-- Start of Source excerpt --
Moreover, the interest the individual has in their privacy and autonomy has an intrinsic value that means that damaging it causes harm regardless of the repercussions. That is, even if, on balance, the individual does not experience the harm in a ‘tangible and material’ way, he is still harmed since his vital interests have been violated (Feinberg, 1984: 35). So, while the individual might not necessarily ‘feel’ the direct impact of the violation, he indeed still harmed.
In addition, it can be argued that it was directed against individuals who had done nothing to warrant being targeted. In instances where the intelligence collection activities significantly violate an individual’s privacy effort should be made to discriminate between legitimate and illegitimate targets and directed against those who have explicitly acted in some way to forfeit or waive temporarily their protective rights, by acting or contributing to a threat or through or lack of regard for their own privacy, for example (Bellaby, 2014: 29; Macnish, 2015; Pfaff and Tiel, 2004). En masse surveillance by its very nature is unable to make this distinction and given the high level of privacy violation is unable to not negatively affect individuals who have done nothing to justify being targeted. Therefore, it can be argued that the extensive surveillance programmes being deployed by the NSA were unjustified and so for those involved they should act to prevent further harm being done.
Finally, the development of surveillance databases often over-represent particular social groups, heightening social fear of that group as well as reinforcing distorted criminal statistics (Bennetto, 2009). The databases created often leave a taint of suspicion that lingers and spreads like a stain across the associated and over-represented group, either leading to inappropriate treatment later in life or creating a loss of trust and confidence in the state apparatus. Finally, cyber-surveillance can violate an individual’s autonomy by, as Macnish details, promoting ‘chilling effects … behavioural uniformity … fear of control … and a fear of being “found out” when hiding legitimate information’ (Macnish, 2015: 542). This is problematic as individuals are unable to make informed decisions about how they wish to be seen and as such it violates their interest in autonomy. Given this level of intrusion, therefore, it can be argued that the NSA programmes revealed by Snowden represented a severe violation of an individual’s privacy and as such a strong justifying reason for some action – the nature of which would then be determined by the other criteria.
-- End of Source excerpt --
-- Start of Given records --
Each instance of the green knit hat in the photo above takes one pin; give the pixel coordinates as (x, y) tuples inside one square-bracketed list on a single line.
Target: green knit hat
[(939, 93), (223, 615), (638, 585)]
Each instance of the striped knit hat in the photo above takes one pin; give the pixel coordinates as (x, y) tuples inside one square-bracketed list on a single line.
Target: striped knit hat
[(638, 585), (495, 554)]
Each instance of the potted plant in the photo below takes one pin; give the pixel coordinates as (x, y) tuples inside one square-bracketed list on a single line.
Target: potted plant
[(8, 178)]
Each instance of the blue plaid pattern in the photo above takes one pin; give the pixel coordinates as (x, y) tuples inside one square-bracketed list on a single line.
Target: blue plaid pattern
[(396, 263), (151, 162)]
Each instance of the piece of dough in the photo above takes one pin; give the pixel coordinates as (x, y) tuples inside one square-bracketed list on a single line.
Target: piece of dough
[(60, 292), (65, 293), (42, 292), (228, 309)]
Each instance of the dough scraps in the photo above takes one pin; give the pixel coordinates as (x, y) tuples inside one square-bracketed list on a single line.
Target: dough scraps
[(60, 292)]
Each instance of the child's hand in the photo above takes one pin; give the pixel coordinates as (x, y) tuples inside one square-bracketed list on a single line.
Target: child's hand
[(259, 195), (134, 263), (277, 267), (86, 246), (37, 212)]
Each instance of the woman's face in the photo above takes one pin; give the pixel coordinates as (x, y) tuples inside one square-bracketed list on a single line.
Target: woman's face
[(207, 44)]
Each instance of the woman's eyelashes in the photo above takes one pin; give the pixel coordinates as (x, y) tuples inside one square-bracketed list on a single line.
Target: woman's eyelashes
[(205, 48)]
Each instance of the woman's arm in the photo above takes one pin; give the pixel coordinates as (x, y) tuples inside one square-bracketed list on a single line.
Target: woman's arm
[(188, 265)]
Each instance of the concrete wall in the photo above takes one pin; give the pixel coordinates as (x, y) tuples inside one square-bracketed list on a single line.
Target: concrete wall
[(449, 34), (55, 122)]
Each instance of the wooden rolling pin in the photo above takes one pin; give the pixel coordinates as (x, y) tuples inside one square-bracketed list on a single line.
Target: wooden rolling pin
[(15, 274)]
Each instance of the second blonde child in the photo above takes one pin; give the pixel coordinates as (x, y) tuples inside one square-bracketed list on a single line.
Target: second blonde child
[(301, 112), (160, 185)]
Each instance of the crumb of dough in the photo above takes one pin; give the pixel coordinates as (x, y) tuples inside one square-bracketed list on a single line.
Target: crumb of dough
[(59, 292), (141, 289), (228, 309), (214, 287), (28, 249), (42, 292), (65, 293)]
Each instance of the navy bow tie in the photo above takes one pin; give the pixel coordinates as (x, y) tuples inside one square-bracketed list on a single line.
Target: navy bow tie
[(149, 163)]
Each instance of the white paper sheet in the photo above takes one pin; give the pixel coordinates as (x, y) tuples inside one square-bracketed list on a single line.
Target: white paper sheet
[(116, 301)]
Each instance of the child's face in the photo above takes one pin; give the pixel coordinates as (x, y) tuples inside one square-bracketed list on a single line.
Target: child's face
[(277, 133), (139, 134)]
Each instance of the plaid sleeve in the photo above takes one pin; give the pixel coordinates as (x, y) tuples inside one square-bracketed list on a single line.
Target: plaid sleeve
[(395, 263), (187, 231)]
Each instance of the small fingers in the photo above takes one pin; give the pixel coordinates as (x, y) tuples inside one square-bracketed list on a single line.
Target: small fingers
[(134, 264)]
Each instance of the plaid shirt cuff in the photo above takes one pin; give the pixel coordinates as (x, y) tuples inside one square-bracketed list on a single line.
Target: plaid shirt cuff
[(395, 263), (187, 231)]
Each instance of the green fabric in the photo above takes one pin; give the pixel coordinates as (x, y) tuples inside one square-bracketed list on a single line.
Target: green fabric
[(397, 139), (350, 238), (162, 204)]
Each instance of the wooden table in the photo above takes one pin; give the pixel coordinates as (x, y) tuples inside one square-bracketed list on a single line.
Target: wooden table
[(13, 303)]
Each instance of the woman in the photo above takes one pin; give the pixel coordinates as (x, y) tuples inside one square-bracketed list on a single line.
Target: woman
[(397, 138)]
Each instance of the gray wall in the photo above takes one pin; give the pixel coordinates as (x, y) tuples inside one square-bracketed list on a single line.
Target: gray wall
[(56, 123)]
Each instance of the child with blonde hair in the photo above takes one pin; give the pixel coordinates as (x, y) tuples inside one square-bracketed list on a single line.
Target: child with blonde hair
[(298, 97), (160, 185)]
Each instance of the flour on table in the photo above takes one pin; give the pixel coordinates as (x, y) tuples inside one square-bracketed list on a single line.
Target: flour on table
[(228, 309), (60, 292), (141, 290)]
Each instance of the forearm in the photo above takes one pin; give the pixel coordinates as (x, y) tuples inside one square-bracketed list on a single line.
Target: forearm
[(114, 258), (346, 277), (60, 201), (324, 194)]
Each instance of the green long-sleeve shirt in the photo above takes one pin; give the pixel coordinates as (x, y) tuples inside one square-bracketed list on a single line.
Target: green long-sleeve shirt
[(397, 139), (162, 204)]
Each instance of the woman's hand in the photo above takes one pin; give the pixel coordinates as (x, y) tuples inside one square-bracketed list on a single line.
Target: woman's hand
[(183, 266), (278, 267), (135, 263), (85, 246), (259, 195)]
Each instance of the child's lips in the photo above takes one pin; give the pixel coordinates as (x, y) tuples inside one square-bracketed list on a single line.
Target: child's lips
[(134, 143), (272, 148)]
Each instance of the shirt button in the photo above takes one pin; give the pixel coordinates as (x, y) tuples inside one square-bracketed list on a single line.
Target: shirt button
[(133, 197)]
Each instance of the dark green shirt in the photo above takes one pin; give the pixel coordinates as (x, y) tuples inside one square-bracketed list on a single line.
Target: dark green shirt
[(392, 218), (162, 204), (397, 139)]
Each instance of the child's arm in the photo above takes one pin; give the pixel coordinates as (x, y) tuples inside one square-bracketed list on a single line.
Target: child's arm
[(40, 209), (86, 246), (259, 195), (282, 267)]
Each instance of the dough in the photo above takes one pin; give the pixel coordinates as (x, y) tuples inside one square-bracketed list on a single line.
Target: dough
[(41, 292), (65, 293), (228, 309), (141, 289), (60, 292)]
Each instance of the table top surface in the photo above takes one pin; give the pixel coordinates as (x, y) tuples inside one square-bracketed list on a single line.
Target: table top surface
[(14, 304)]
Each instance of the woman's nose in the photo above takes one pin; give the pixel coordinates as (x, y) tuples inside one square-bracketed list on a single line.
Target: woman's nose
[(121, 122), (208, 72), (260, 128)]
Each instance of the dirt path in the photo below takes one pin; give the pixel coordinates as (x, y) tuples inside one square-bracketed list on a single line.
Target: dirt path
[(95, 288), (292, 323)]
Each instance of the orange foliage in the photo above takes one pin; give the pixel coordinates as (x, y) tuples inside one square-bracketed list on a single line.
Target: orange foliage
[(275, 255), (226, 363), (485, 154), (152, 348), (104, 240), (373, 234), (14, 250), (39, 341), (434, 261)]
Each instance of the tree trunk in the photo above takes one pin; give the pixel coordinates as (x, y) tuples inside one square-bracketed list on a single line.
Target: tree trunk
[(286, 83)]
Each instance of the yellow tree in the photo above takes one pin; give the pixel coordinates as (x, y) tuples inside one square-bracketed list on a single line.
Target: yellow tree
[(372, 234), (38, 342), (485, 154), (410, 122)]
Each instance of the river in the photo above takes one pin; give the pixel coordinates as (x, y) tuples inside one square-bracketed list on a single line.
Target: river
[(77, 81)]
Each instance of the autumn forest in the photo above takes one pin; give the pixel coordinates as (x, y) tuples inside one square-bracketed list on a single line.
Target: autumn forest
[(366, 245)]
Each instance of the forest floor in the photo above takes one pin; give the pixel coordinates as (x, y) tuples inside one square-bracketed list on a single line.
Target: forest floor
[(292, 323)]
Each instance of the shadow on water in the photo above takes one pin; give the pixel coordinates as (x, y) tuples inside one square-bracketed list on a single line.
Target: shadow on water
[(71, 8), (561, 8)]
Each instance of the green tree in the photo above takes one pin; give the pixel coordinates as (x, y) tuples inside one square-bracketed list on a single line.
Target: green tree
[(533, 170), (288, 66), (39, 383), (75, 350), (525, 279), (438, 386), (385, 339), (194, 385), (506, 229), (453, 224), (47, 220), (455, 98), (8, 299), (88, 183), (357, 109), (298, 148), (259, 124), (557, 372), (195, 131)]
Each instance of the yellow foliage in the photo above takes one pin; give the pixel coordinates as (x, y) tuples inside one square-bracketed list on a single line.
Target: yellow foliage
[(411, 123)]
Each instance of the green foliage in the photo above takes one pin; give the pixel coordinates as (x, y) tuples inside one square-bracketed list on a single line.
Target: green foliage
-- End of Given records --
**Written problem 1**
According to the surveillance passage, what do surveillance databases often over-represent?
**Written problem 2**
From the entries, pull out everything from the first entry down to the line containing "[(205, 48)]", including both of those lines, exactly as they appear.
The surveillance passage and the entries are unrelated material.

**Full answer 1**
Particular social groups.

**Full answer 2**
Each instance of the green knit hat in the photo above takes one pin; give the pixel coordinates as (x, y) tuples inside one square-bracketed list on a single line.
Target: green knit hat
[(939, 93), (223, 615), (638, 585)]
Each instance of the striped knit hat in the photo above takes one pin; give the pixel coordinates as (x, y) tuples inside one square-bracketed list on a single line.
Target: striped knit hat
[(638, 585), (495, 554)]
Each instance of the potted plant in the photo below takes one pin; give the pixel coordinates as (x, y) tuples inside one square-bracketed list on a single line.
Target: potted plant
[(8, 178)]
Each instance of the blue plaid pattern in the photo above takes one pin; give the pixel coordinates as (x, y) tuples inside one square-bracketed list on a single line.
Target: blue plaid pattern
[(396, 263), (151, 162)]
Each instance of the piece of dough in the photo above takes one pin; give the pixel coordinates as (x, y) tuples inside one square-bracketed list on a single line.
Target: piece of dough
[(60, 292), (65, 293), (42, 292), (228, 309)]
Each instance of the dough scraps in the photo above takes one pin; give the pixel coordinates as (x, y) tuples inside one square-bracketed list on a single line.
Target: dough scraps
[(60, 292)]
Each instance of the child's hand in the photo above takes one pin; give the pixel coordinates as (x, y) tuples inside one square-bracketed list on a single line.
Target: child's hand
[(259, 195), (134, 263), (277, 267), (86, 246), (37, 212)]
Each instance of the woman's face in the photo above takes one pin; give the pixel coordinates as (x, y) tuples inside one square-bracketed list on a single line.
Target: woman's face
[(207, 44)]
Each instance of the woman's eyelashes in the photo above takes one pin; give the pixel coordinates as (x, y) tuples inside one square-bracketed list on a single line.
Target: woman's eyelashes
[(205, 48)]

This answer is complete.